Can the data below be echoed back word for word?

....................

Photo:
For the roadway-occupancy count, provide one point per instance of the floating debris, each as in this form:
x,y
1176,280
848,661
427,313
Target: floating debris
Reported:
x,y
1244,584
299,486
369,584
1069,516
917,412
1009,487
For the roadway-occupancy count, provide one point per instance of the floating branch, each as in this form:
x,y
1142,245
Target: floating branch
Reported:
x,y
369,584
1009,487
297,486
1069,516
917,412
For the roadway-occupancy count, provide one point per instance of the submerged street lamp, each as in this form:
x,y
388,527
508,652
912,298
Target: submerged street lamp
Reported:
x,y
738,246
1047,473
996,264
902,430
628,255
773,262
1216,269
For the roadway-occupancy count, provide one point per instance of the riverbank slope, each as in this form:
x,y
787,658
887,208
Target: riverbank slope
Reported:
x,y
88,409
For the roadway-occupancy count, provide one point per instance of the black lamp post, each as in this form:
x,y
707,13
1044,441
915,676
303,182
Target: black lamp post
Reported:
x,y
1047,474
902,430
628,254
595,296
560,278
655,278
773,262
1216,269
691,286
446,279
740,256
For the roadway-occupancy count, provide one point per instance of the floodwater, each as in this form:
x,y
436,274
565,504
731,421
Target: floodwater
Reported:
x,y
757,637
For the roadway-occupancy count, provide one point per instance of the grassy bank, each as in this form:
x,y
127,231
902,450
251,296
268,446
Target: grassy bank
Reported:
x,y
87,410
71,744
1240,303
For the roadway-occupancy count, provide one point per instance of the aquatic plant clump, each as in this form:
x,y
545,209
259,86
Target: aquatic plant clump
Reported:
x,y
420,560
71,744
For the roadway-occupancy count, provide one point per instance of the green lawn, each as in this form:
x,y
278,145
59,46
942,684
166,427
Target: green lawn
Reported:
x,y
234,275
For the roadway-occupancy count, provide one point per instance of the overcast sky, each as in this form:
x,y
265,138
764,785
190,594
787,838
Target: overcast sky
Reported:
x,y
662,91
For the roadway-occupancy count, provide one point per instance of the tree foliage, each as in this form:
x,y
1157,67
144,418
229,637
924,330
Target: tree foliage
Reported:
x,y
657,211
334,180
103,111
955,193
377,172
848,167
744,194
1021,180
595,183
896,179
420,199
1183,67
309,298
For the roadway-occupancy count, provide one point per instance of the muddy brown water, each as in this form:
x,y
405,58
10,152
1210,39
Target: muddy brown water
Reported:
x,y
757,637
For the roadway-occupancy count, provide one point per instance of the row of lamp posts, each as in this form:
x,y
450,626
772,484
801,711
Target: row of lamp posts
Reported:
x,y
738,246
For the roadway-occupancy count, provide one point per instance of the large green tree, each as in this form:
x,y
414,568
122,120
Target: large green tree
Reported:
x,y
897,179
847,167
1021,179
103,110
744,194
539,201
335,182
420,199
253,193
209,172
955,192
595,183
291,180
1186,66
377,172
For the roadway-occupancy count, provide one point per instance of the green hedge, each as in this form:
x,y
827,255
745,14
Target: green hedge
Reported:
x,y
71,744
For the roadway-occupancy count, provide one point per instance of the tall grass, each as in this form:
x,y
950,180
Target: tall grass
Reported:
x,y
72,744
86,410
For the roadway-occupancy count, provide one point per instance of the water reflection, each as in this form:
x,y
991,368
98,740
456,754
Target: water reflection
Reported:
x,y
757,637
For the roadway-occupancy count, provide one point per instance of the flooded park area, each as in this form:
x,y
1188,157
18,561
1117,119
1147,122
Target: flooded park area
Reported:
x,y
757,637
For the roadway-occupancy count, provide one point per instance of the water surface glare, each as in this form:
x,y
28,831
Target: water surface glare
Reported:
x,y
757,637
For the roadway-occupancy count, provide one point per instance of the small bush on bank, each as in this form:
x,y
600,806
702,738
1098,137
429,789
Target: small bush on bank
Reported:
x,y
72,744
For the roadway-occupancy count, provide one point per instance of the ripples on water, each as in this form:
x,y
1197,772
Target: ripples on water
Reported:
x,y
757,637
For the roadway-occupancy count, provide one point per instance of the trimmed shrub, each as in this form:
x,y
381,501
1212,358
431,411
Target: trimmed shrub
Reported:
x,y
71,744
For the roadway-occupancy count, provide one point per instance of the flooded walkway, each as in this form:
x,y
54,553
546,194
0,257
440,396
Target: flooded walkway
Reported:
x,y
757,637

....................

## Reply
Photo:
For the roadway-occupancy count, provide one point per instance of the floating debris, each as in this form:
x,y
1176,280
848,661
427,313
Target: floating debris
Reported:
x,y
1244,584
299,486
369,584
1069,516
917,412
1009,487
For the roadway-occupancy count, provide one point per instance of the floating branch, each as in this form:
x,y
1142,245
Target: floating branch
Reported:
x,y
369,584
1009,487
297,486
1069,516
917,412
For the roadway-occupancy count, provide one point per instance of the submerged street lamp, each as in this form:
x,y
388,527
508,652
912,298
Target: submerged street lamp
Reported:
x,y
738,246
1047,473
996,264
902,430
628,255
773,262
1216,269
For the roadway-occupancy count, provide one point per instance of the riverbank slope, each as in this form:
x,y
787,658
887,208
Target: riverbank slope
Reported:
x,y
88,409
For the roadway-occupancy count, provide one point per instance of the black lamp post, each as in this form:
x,y
707,13
1044,441
915,676
303,182
Target: black lamp post
Reported:
x,y
1047,474
902,430
628,254
595,296
560,278
655,278
773,262
1216,269
691,286
446,279
740,256
For the roadway-occupancy count, provide one point per instance of the floodwater, each as in this form:
x,y
436,274
565,504
731,421
Target: floodwater
Reported:
x,y
757,637
For the roadway-occupancy count, provide one point per instance of the grassy bank, each as in this form:
x,y
127,231
902,450
251,296
268,446
Target: grassy bank
Reported:
x,y
87,410
71,744
1240,303
For the roadway-occupancy count, provide one point per instance of the aquatic plant clump, each as in this form:
x,y
545,209
259,86
Target: aquatic plant clump
Reported:
x,y
420,560
71,744
For the roadway-occupancy count, provide one point per instance of the green lawn, each as in this form:
x,y
278,145
59,46
942,684
166,427
Target: green lawn
Reported:
x,y
234,275
For the roadway-occupancy count, provide one point per instance of the overcast sky, each as in this form:
x,y
265,138
764,785
190,594
787,838
Target: overcast sky
Reported:
x,y
662,91
For the roadway-occupancy count, provide one point per instance of the tree foliage, each as in this form:
x,y
1157,67
144,418
229,637
924,330
Target: tree foliage
Reported:
x,y
657,211
334,180
103,111
955,193
377,172
848,167
744,194
1021,180
595,183
896,179
420,199
1183,67
309,298
For the roadway-occupancy count, provide one point per instance of the muddy brown water, each as in this form:
x,y
405,58
10,152
1210,39
Target: muddy brown water
Reported:
x,y
757,637
For the roadway-occupancy count, provide one point per instance of the row of lamp posts, each as in this form:
x,y
450,626
772,484
801,711
Target: row of lamp posts
Reported:
x,y
738,246
For the roadway-occupancy count, provide one point per instance of the large green tree, each as in this form:
x,y
414,568
122,120
Target: large green tree
Reported:
x,y
897,179
847,167
1021,179
103,110
744,194
539,201
335,182
420,199
253,193
209,172
955,192
595,183
291,180
1186,66
377,172
For the roadway-occupancy count, provide one point per instance of the green hedge, each as in this form:
x,y
827,255
745,14
Target: green hedge
Reported:
x,y
71,744
For the roadway-occupancy count, provide one point per instance of the tall grass, each as in this form:
x,y
950,180
Target: tall grass
Reported:
x,y
72,744
86,410
For the roadway-occupancy count, provide one point per instance of the water reflection, each as in this form:
x,y
991,368
98,740
456,754
Target: water reflection
Reported:
x,y
757,637
For the roadway-occupancy count, provide one point per instance of the flooded park area, each as in this form:
x,y
1188,157
18,561
1117,119
1147,122
Target: flooded park area
Reported:
x,y
757,637
For the roadway-occupancy count, provide one point per instance of the water surface glare, each as in this form:
x,y
28,831
Target: water surface glare
Reported:
x,y
757,637
For the roadway-occupancy count, provide one point per instance of the small bush on bank, each as in this form:
x,y
600,806
702,738
1098,137
429,789
Target: small bush on bank
Reported:
x,y
72,744
For the roadway-occupancy count, provide one point per instance of the ripples on water, each as in this form:
x,y
1197,772
Target: ripples on water
Reported:
x,y
757,637
For the roadway-occupancy count, provide one point per instance of the trimmed shrub, each as in this form:
x,y
381,501
1212,358
431,411
Target: trimmed shrub
Reported:
x,y
71,744
For the roadway-occupancy count, provide one point per instance of the flooded walkway, each as in this form:
x,y
54,553
546,194
0,257
440,396
Target: flooded walkway
Reported:
x,y
757,637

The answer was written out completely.